> **To be done**: Update the listing lines that run from the line containing "It would be great if you could detect the sea" through the line containing "[0, 239, 328, 262]" by changing "sea wave" to "ocean wave", and give those lines back with nothing else altered.
======== Exercise data ========
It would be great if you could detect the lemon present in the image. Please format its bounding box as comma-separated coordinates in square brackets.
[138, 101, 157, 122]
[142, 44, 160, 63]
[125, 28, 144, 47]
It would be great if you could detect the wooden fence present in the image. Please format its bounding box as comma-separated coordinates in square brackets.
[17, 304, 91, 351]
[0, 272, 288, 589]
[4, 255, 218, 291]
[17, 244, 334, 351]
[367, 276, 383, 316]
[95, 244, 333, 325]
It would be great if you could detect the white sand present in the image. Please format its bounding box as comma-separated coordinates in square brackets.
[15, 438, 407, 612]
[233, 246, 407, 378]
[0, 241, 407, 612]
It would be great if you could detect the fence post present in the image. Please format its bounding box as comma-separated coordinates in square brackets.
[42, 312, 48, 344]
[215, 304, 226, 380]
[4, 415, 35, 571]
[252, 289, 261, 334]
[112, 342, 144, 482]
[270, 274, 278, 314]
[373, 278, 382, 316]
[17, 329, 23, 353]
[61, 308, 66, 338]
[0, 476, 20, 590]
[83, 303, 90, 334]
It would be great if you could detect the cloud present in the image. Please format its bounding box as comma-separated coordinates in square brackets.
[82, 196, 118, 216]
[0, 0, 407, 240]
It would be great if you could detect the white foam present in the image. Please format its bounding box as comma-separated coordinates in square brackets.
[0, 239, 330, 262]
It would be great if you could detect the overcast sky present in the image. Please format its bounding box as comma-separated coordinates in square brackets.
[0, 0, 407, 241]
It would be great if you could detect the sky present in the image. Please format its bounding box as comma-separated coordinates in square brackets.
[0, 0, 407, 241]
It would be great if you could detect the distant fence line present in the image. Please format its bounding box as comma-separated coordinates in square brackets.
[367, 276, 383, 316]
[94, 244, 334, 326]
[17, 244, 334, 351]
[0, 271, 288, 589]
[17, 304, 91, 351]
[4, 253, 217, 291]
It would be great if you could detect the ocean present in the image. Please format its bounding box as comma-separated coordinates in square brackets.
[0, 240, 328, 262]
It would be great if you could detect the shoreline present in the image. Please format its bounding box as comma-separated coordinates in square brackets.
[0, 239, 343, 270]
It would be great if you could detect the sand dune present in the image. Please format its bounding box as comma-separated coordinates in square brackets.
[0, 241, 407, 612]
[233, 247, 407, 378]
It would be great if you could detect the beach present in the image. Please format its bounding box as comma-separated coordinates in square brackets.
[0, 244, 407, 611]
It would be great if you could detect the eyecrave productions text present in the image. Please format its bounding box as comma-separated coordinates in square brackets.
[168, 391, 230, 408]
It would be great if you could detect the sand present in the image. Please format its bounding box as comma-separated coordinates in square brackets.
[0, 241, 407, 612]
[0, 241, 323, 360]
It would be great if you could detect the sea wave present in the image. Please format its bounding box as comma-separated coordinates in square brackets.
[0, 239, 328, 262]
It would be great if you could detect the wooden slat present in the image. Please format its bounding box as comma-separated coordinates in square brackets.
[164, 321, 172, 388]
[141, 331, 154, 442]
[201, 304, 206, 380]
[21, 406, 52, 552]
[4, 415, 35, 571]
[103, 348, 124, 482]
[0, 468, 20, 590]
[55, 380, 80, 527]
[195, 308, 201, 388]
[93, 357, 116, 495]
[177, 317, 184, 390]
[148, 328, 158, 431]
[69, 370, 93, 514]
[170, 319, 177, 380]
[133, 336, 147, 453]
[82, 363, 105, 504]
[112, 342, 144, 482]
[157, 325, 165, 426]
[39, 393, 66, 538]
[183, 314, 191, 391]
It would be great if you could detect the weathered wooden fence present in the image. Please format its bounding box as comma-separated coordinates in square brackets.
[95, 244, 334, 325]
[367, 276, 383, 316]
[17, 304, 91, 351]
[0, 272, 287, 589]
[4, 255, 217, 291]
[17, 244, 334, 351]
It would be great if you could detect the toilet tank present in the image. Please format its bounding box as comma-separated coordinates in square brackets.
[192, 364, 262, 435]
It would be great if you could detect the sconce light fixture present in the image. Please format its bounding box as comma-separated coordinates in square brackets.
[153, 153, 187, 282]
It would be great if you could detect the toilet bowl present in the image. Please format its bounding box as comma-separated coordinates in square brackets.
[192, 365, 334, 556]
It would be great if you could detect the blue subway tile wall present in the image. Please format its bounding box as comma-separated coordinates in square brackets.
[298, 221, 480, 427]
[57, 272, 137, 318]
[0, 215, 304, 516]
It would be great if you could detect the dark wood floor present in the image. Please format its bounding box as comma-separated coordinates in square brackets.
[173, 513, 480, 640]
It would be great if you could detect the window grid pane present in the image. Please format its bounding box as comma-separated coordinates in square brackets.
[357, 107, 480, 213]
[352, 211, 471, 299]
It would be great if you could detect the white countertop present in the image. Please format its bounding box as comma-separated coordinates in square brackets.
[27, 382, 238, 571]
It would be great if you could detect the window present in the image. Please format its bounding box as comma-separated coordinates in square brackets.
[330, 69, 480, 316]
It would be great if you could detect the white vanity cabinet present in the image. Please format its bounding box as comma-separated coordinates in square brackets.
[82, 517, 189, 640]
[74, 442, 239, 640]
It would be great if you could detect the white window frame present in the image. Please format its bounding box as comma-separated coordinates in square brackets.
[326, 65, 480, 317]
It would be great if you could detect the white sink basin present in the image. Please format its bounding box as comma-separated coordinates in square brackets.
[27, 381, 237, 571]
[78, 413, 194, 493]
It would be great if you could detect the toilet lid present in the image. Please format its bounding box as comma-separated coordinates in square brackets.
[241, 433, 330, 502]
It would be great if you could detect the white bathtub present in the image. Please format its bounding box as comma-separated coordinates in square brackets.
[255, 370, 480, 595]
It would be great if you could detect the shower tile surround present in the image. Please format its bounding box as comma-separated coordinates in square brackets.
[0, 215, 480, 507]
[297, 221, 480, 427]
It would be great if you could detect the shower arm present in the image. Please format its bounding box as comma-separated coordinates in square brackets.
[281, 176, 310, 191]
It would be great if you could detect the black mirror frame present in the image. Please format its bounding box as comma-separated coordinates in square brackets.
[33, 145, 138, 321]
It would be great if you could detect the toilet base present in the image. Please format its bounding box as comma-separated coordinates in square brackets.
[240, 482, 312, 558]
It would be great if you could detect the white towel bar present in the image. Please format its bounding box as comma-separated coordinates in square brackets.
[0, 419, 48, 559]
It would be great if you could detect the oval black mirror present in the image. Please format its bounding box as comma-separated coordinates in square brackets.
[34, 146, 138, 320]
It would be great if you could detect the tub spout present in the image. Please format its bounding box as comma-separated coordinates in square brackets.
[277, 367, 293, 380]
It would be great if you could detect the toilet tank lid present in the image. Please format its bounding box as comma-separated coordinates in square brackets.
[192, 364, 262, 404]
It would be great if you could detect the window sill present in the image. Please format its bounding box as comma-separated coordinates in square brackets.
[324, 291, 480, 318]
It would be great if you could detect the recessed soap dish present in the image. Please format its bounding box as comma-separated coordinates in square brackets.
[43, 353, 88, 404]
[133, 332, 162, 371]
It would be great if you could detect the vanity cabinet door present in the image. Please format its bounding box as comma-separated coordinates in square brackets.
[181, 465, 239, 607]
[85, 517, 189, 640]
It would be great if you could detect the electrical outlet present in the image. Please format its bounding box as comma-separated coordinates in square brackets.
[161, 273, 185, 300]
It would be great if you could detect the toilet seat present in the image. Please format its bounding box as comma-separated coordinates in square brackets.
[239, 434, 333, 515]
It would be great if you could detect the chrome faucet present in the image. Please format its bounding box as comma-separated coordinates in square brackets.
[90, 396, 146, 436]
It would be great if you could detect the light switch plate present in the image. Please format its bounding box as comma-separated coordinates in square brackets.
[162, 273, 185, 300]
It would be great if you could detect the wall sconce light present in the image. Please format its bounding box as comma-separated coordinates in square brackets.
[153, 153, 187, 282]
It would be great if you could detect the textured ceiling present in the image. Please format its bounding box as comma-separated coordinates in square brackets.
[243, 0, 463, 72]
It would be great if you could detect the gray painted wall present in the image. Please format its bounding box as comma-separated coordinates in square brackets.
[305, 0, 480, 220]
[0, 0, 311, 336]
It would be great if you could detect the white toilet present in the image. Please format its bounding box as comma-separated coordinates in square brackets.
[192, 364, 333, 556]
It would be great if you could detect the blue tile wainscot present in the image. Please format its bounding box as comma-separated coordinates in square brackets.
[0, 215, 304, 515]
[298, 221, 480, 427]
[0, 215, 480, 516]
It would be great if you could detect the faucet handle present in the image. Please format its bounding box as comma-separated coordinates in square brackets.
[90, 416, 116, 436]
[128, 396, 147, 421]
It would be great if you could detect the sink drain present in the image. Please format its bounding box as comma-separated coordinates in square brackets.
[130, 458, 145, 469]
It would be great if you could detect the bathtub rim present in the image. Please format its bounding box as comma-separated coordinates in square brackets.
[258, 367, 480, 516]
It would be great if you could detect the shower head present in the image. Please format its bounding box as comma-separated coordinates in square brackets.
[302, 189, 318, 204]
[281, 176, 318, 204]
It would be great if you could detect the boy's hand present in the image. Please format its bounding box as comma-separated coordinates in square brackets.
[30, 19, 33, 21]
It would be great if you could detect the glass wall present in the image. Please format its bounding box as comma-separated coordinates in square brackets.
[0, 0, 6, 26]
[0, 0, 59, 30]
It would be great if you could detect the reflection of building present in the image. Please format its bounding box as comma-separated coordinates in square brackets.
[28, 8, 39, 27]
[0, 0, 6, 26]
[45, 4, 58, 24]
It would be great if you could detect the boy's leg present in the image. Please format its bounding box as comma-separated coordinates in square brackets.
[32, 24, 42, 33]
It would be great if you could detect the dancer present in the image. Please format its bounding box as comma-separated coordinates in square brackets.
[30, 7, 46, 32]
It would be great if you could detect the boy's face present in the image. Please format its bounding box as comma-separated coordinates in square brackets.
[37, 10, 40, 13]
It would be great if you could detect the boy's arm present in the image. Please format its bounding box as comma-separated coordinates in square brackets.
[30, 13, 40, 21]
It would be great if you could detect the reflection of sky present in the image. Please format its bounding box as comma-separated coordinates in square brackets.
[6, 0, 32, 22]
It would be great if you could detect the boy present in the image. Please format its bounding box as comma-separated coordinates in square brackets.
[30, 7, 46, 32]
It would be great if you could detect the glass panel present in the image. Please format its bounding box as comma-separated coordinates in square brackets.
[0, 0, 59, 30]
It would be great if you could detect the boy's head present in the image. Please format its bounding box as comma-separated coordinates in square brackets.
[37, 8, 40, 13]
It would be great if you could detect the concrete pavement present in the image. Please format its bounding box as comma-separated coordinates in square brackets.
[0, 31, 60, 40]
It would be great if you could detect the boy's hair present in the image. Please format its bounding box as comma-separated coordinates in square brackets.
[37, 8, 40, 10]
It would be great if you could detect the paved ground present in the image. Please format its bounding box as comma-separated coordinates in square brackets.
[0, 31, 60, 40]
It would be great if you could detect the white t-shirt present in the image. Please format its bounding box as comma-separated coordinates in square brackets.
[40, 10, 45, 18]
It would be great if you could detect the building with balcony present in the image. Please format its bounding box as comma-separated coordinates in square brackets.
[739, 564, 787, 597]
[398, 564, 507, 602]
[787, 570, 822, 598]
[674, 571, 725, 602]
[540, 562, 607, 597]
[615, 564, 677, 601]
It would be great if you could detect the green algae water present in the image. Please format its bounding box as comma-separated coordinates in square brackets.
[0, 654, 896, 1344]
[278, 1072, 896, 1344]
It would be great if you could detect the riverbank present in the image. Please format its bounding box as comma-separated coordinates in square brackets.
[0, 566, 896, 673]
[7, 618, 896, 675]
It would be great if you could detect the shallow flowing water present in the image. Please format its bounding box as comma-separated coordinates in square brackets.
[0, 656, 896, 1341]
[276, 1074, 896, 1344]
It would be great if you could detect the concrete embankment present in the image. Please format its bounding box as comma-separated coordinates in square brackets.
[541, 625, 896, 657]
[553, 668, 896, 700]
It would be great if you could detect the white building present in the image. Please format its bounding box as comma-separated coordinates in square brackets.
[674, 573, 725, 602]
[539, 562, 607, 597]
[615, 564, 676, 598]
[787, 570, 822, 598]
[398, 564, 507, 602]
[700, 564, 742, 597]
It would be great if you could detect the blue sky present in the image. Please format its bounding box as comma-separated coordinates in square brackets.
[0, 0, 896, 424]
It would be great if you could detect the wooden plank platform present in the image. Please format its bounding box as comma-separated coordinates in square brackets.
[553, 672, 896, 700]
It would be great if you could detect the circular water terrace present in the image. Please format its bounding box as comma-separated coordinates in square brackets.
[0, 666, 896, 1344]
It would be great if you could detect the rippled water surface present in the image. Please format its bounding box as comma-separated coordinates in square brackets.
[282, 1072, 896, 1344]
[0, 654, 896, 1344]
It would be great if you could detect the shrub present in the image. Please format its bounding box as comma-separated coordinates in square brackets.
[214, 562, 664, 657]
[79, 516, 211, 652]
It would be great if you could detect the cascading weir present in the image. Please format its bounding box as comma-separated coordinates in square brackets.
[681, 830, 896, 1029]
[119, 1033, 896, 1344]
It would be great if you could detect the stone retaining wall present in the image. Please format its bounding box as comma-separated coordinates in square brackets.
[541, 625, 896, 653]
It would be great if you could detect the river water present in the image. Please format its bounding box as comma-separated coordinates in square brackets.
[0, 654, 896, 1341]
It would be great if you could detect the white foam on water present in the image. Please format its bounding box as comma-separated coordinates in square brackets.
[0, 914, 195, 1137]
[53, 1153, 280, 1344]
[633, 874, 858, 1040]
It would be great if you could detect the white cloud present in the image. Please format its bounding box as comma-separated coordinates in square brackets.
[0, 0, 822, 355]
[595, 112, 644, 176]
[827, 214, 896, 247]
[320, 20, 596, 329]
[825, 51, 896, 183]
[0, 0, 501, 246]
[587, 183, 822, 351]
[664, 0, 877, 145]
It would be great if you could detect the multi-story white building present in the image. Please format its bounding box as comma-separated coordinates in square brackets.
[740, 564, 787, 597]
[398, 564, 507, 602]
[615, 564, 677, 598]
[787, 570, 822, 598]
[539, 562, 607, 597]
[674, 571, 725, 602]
========
> **Solution for this exercise**:
It would be great if you could detect the ocean wave present in the image. Please format its bounding box as comma-separated coordinates in square brackets.
[0, 239, 328, 262]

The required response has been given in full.